● DATASET EXTRACT

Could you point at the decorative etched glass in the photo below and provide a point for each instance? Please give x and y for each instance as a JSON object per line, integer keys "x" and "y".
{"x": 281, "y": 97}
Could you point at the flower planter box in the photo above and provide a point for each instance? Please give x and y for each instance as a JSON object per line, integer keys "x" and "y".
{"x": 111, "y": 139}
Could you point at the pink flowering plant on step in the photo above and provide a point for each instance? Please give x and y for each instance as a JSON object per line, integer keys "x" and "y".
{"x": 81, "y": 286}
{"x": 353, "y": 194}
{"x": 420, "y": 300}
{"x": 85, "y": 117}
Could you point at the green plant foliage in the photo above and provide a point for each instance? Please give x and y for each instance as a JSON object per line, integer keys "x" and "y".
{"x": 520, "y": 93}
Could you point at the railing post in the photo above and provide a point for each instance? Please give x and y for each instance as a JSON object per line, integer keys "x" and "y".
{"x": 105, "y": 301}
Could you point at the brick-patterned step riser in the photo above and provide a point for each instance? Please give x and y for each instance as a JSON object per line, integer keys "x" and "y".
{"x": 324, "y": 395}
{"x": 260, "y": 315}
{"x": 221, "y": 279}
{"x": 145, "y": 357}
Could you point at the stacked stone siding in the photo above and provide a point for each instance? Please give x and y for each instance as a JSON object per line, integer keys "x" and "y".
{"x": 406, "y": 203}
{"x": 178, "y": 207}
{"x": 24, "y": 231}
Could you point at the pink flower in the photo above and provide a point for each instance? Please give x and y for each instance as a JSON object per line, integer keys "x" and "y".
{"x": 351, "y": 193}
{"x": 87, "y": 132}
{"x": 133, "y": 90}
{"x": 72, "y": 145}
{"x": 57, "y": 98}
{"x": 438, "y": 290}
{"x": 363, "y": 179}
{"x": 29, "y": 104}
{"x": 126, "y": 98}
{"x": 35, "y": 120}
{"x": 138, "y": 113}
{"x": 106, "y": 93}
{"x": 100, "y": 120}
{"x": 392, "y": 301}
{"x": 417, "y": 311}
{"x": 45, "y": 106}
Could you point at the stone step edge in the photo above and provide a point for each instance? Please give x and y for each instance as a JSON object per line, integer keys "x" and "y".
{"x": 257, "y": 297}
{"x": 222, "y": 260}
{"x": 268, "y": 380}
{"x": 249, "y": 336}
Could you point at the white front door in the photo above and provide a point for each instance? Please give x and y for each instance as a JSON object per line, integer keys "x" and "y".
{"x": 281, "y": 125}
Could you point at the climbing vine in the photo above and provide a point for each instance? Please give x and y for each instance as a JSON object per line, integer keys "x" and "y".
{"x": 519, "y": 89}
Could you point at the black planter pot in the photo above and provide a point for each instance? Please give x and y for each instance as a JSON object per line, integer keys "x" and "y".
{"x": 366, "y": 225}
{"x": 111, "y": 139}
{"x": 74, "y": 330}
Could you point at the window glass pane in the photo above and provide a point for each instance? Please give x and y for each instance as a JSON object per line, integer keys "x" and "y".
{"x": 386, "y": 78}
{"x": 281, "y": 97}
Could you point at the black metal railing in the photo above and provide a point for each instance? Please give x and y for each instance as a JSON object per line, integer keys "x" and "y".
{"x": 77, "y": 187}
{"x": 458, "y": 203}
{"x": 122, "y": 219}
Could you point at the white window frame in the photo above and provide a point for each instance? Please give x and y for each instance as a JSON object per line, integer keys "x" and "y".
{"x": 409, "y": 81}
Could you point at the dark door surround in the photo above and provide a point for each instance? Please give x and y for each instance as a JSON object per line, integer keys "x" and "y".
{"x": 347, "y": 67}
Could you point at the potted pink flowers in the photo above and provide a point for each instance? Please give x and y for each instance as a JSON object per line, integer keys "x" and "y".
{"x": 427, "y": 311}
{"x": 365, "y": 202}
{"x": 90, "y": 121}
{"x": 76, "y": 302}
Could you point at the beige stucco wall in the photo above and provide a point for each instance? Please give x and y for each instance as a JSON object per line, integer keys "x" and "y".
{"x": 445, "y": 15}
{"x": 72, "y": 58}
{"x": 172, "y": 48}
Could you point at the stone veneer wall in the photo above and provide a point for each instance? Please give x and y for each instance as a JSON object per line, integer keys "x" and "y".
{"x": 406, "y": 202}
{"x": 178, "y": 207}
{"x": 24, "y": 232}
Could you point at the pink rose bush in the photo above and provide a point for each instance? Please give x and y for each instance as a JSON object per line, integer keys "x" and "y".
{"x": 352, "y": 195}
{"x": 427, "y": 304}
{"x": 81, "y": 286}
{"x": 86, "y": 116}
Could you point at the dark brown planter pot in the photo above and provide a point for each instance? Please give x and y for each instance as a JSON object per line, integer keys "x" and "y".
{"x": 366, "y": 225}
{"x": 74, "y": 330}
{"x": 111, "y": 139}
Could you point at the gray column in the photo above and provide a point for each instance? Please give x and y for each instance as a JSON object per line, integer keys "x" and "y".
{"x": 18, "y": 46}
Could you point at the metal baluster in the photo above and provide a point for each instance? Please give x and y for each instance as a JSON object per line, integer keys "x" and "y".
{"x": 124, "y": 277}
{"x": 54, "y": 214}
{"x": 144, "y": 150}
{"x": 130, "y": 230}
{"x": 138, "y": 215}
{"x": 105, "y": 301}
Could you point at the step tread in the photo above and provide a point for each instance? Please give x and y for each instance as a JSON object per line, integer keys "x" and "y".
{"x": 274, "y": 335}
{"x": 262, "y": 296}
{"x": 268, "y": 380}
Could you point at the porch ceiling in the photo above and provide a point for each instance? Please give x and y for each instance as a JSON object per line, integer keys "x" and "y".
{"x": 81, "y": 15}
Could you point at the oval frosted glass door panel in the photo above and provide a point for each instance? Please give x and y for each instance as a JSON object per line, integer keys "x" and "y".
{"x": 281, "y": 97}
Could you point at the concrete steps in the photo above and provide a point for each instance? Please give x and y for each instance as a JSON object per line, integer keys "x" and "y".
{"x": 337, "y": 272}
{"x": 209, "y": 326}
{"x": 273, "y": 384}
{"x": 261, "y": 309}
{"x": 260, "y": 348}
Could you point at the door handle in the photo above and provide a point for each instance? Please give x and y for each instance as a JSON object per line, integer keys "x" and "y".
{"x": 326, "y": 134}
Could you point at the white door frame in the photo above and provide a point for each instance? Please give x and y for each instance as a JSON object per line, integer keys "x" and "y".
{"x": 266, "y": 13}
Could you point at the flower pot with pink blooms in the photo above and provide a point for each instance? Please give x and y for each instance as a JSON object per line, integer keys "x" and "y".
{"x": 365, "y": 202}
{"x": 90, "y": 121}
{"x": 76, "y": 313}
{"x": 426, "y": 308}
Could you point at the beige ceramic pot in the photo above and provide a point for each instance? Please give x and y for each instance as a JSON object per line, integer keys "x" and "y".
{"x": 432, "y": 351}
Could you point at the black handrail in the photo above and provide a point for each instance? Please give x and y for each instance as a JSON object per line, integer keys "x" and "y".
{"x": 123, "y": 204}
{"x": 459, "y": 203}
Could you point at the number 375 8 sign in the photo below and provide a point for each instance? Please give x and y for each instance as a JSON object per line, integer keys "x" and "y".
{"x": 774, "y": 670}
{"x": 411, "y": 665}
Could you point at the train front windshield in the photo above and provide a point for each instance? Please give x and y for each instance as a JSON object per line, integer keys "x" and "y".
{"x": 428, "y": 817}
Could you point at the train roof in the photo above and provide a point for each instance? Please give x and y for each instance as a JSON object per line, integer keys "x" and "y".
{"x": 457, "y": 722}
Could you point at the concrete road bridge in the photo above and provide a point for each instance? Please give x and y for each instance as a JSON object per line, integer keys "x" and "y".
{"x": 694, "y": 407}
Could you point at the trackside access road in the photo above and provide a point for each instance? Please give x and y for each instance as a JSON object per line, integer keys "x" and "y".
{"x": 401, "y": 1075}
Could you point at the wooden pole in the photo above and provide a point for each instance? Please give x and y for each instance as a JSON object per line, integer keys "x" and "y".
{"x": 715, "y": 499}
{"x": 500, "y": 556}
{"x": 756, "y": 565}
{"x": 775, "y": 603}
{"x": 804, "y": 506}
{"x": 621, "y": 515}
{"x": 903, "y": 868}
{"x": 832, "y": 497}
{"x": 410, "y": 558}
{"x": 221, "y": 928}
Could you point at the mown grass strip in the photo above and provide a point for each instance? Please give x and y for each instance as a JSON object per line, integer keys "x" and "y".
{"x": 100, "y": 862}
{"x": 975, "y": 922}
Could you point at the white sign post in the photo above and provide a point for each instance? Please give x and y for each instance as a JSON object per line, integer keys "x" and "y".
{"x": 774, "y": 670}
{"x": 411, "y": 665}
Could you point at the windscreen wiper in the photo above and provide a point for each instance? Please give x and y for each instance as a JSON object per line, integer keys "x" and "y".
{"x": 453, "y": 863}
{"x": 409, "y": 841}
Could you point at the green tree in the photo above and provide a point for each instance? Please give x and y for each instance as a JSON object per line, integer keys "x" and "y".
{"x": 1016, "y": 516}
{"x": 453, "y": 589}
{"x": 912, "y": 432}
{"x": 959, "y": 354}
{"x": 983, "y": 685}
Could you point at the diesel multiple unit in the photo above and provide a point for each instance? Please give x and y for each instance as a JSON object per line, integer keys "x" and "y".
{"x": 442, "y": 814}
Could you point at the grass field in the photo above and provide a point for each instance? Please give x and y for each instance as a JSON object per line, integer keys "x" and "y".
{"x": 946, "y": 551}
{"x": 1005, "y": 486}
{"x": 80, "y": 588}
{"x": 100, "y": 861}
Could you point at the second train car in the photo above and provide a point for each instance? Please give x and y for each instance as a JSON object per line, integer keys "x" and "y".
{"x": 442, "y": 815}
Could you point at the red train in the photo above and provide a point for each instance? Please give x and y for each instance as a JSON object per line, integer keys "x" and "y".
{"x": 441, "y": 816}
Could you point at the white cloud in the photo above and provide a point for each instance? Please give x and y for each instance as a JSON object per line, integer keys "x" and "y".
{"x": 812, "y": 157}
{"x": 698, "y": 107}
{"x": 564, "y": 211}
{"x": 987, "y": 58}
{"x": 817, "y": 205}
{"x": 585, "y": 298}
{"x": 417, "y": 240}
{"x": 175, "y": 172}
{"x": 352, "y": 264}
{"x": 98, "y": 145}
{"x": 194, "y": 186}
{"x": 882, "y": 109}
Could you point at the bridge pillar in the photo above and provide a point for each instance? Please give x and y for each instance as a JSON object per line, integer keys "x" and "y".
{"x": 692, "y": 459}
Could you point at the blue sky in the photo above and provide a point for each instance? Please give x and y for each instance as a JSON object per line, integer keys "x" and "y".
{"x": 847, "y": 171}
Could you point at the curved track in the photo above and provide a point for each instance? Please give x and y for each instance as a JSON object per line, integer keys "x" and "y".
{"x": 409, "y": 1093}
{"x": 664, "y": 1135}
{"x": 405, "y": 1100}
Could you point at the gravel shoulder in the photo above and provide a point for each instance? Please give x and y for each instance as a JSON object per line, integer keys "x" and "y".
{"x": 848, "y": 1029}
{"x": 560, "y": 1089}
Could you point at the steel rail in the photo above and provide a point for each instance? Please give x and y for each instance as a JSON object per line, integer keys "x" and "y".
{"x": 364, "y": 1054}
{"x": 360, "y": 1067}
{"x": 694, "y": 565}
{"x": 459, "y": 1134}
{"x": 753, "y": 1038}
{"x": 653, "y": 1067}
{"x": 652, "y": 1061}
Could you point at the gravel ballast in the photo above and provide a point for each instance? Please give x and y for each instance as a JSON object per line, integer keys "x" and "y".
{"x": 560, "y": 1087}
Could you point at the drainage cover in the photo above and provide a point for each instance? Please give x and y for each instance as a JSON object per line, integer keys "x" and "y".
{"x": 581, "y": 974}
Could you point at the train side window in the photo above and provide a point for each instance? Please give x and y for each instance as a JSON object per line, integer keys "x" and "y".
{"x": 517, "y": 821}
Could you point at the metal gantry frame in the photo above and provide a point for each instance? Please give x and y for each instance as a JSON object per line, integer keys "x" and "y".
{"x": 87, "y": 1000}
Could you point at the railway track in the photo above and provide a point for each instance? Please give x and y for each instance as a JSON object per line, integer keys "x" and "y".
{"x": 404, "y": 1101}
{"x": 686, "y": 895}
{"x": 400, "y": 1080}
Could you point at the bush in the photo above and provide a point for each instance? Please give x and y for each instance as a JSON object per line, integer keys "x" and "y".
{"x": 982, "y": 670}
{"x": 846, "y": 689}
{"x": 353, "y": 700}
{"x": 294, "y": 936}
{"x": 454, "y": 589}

● TASK INSTRUCTIONS
Set down, unchanged, the line that contains "Could you point at the metal gantry" together with every later line in the records, through the last one.

● TASK OUTPUT
Could you point at the metal gantry frame in the photo above and provide a point for each instance? Please give x and y for each instance as a JSON object per line, integer keys "x" and "y".
{"x": 87, "y": 1000}
Could you point at the railway track in the photo above and provide a point for each instance? Please give x and y for each instance as a JSON object per line, integer keys "x" and "y".
{"x": 404, "y": 1101}
{"x": 686, "y": 895}
{"x": 400, "y": 1080}
Could you point at the bush in the photo above and provide a point for each instance? Please give x and y for each instance as a JSON object per line, integer keys "x" and "y".
{"x": 982, "y": 670}
{"x": 846, "y": 689}
{"x": 353, "y": 700}
{"x": 294, "y": 936}
{"x": 454, "y": 589}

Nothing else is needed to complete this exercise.